## SET TASK 1
Answer these from the text on CI setup for the RedPen manual, one line each, marked as below:
(a) Which continuous integration service is used for CI testing of the RedPen manual?
(b) Which JDK does the setting list?
(c) Which make command generates the HTML document?
## SET TASK 2
Pick up the text on CI setup for the RedPen manual after its last sentence and keep writing.

## PROVIDED TEXT

=======

As we see, the the checks such as length of the sentences are primitive, but points are important for the readability. I will enhance the tests in the near future.

Setting CI

For CI testing of RedPen manual, we use TravisCI, a popular continuous integration service. The following is the TravisCI setting for document checking.

language: ruby

rvm:
- 2.0.0-p598

jdk:
- oraclejdk8

env:
- URL=https://github.com/redpen-cc/redpen/releases/download/redpen-1.6.1

install:
- wget $URL/redpen-1.6.1.tar.gz
- tar xvf redpen-1.6.1.tar.gz
- export PATH=$PATH:$PWD/redpen-distribution-1.6.1/bin
- gem install asciidoctor
- gem install coderay
- gem install --pre asciidoctor-pdf
- sudo apt-get update && sudo apt-get install oracle-java8-installer

script:
- make check # Apply RedPen
- make html # Generate HTML document

The install block installs the tools for building and checking the document are installed. The script block checks the quality of RedPen document and tries to build the HTML files with Asciidoctor.

=======

## INFORMATION PROVIDED
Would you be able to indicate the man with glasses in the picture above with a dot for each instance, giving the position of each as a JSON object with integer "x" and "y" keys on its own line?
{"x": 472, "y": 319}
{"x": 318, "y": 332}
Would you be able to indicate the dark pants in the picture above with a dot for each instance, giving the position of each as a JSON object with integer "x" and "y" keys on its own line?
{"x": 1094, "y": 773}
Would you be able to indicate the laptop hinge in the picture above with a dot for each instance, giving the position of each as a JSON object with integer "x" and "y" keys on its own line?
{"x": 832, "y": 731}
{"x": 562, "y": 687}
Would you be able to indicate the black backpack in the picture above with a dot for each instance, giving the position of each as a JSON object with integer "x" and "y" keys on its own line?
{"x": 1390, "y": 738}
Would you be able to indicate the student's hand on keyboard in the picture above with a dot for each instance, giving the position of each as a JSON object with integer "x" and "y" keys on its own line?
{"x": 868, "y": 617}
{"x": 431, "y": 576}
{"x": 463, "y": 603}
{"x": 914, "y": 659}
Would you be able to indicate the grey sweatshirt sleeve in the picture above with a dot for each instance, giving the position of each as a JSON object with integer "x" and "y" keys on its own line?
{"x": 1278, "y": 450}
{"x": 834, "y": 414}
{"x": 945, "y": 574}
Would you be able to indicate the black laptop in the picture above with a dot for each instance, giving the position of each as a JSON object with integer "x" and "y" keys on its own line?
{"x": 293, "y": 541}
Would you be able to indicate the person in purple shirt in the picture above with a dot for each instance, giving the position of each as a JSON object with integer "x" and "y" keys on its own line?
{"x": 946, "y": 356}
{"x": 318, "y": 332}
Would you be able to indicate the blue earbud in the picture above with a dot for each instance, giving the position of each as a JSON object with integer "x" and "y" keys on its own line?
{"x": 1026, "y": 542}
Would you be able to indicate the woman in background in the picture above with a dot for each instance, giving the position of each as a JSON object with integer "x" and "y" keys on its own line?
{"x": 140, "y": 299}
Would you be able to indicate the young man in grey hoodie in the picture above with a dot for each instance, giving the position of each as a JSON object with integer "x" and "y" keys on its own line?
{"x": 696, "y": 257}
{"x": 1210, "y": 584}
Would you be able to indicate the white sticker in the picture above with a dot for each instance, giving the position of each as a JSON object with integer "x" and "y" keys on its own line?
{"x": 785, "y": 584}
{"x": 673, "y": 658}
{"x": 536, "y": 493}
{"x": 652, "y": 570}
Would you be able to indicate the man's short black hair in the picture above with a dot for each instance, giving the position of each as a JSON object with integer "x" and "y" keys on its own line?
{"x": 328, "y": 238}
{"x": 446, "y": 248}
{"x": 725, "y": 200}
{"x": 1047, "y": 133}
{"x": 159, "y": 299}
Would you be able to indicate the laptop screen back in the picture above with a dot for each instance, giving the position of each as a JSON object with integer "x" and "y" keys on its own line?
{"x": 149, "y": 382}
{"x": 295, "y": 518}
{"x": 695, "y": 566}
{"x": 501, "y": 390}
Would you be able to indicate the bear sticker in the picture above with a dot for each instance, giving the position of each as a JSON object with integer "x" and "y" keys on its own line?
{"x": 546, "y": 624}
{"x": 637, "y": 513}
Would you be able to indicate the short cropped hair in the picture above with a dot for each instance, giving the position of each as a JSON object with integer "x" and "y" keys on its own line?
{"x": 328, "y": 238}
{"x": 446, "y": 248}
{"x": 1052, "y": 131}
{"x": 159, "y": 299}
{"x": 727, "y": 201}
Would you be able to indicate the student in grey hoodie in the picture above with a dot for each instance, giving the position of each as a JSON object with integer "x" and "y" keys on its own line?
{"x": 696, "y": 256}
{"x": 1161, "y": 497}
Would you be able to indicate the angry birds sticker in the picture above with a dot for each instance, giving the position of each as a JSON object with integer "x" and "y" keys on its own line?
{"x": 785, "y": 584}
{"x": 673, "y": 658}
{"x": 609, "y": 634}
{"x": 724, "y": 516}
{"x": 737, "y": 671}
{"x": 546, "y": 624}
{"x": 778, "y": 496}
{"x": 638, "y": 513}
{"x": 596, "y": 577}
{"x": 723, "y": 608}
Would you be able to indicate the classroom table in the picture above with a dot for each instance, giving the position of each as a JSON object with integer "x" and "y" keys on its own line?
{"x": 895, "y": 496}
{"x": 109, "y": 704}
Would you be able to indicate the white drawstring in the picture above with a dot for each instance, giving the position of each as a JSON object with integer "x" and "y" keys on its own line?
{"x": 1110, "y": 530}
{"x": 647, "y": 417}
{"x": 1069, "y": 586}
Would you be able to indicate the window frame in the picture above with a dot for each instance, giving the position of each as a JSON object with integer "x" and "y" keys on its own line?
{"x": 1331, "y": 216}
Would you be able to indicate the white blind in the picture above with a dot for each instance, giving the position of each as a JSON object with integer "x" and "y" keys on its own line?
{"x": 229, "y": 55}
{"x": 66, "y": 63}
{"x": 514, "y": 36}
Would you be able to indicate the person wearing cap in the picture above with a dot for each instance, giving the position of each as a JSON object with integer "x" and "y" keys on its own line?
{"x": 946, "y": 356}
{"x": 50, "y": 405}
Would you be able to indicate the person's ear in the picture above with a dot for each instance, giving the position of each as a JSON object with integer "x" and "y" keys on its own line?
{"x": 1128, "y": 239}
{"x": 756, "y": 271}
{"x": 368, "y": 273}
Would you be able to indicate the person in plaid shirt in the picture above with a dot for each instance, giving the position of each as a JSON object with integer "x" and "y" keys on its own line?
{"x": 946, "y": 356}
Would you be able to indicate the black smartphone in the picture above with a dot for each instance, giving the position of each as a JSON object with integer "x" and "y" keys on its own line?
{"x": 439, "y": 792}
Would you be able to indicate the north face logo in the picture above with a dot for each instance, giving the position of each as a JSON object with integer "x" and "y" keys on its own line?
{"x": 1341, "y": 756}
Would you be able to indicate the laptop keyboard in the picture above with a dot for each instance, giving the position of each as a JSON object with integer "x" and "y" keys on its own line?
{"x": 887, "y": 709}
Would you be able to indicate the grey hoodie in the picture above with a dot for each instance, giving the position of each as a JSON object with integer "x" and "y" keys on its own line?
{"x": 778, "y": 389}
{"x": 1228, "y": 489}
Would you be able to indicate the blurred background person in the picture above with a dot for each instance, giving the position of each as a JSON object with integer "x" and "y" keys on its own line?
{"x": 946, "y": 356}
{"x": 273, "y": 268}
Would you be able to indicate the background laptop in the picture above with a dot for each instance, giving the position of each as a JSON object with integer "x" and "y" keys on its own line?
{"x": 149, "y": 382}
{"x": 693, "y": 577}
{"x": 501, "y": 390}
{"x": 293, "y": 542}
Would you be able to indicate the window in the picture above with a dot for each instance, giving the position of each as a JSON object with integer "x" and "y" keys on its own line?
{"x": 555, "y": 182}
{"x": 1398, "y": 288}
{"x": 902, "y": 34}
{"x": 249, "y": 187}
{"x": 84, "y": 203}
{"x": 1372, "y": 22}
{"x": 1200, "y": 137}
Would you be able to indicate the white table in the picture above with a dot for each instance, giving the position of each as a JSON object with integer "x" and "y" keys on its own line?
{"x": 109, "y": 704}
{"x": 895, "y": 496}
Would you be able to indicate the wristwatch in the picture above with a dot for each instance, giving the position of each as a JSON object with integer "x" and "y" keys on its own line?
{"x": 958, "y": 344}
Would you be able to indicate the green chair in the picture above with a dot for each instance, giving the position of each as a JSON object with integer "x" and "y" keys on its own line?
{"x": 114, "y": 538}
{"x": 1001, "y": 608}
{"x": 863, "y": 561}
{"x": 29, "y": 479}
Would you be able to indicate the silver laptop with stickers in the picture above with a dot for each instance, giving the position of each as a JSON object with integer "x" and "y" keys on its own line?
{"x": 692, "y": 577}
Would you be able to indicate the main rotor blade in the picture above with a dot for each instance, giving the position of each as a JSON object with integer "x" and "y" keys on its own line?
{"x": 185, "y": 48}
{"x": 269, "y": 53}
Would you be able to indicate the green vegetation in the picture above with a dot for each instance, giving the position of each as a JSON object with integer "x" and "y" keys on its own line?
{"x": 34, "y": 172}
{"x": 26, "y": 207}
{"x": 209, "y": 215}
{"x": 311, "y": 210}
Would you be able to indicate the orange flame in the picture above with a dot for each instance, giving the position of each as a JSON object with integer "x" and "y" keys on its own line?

=======

## TASK RESPONSE 1
(a) TravisCI
(b) oraclejdk8
(c) make html

## TASK RESPONSE 2
BUILDDIR = build
ASCIIDOCTOR = asciidoctor
.PHONY: help clean check html

check:
redpen -f asciidoc source/*.adoc

html:
mkdir -p $(BUILDDIR)/html
cp source/*.jpg source/*.png $(BUILDDIR)/html/
cp -r source/styles/redpen $(BUILDDIR)/html/
$(ASCIIDOCTOR) -a source-highlighter=coderay -a stylesdir=styles -a target-version=1.6 -d book -b html5 source/index.adoc -D$(BUILDDIR)/html
@echo "Build finished. The HTML pages are in $(BUILDDIR)/html"

As we see the checks are run with make commands. The following is the Makefile.

# Makefile for RedPen documentation
#

# You can set these variables from the command line.
BUILDDIR = build

ASCIIDOCTOR = asciidoctor
.PHONY: help clean check html

help:
@echo "Please use \`make ' where is one of"
@echo " html to make standalone HTML files"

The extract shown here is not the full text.